Shift every coordinate in the point answers up by 60, covering the items from the line containing "Each instance receives one keypoint. Tag the shoulder" through the line containing "<point>180,104</point>", both ends included. Rewrite every line in that stretch, including the lines of instruction text, which stay unchanged.

| SUPPLIED DATA |
○ ○ ○ ○ ○ ○ ○
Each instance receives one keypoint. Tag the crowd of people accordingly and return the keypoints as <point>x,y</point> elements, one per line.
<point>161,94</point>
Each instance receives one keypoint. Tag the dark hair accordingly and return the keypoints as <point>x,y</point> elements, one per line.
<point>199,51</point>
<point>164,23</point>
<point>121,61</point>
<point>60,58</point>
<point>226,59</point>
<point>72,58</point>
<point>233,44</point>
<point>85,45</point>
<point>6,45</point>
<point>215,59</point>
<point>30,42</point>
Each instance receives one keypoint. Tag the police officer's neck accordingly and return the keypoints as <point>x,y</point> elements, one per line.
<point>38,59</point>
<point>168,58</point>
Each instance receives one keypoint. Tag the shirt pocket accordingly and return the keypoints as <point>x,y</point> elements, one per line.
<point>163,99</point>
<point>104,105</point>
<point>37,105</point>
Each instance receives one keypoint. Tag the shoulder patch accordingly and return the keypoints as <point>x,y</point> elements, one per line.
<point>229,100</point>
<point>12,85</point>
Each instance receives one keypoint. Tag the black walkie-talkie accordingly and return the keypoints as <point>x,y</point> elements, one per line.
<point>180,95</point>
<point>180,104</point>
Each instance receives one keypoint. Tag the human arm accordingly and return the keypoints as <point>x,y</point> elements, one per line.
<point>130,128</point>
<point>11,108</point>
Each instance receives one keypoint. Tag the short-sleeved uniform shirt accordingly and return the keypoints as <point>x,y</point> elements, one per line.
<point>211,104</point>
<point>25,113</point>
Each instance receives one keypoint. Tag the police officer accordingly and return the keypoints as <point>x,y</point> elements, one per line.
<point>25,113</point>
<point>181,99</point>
○ ○ ○ ○ ○ ○ ○
| RESULT |
Each instance receives one keypoint. Tag the shoulder patch accordingly and return the keypoints as <point>x,y</point> elements, one per line.
<point>289,160</point>
<point>72,145</point>
Each instance receives one keypoint. Tag the black walkie-talkie accordingly and return the keypoints as <point>x,y</point> elements, one per line.
<point>240,155</point>
<point>240,164</point>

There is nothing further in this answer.